INFORMATION PROVIDED Block Start

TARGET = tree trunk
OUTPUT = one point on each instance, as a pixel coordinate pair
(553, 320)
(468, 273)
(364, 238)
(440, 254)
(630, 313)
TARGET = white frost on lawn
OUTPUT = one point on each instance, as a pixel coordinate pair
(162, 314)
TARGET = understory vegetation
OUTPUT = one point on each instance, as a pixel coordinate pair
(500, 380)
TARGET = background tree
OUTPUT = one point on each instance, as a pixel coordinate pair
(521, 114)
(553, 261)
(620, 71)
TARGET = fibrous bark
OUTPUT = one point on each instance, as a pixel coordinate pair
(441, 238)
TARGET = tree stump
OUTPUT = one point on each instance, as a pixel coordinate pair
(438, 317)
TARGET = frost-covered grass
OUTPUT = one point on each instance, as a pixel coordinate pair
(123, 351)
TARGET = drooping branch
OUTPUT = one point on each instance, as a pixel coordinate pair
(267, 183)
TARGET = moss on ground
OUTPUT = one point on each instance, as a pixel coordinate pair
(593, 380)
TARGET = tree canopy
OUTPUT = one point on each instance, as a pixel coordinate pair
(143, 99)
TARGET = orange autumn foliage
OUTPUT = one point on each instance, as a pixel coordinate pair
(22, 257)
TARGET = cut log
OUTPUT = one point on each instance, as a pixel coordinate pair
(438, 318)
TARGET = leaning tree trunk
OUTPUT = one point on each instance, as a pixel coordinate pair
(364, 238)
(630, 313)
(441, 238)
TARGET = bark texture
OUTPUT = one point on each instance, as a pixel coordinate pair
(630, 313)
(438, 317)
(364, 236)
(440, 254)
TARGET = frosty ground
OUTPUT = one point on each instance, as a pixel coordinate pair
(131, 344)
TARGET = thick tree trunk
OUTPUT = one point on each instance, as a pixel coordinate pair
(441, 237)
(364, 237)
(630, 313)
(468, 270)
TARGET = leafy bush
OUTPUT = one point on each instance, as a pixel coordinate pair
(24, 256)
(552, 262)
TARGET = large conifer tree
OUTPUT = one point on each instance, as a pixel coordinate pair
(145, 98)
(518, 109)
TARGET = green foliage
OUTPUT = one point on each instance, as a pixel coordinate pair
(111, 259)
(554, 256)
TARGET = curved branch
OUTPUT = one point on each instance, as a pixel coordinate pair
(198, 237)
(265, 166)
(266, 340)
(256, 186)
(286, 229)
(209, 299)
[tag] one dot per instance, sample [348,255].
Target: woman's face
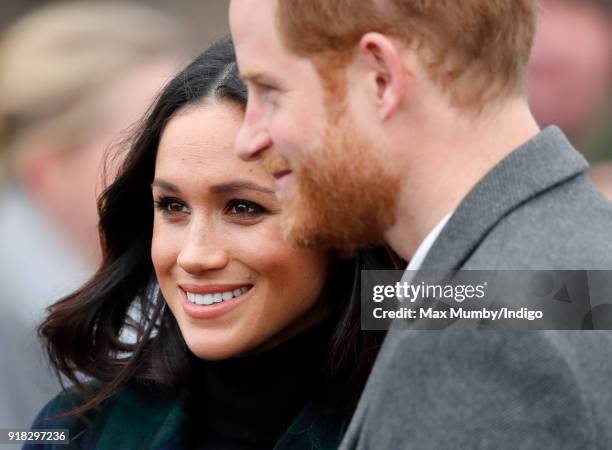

INFORMATION PROVIDED Block End

Copy exactly the opening line of the material, the line bearing "TARGET = understory vegetation", and every line between them. Include nothing else.

ANSWER:
TARGET = tree trunk
OUTPUT = one point on each instance, as a pixel coordinate pair
(553, 320)
(468, 273)
(364, 238)
(440, 254)
(630, 313)
TARGET = white frost on lawn
OUTPUT = one point on each instance, as a pixel coordinate pair
(162, 314)
TARGET = understory vegetation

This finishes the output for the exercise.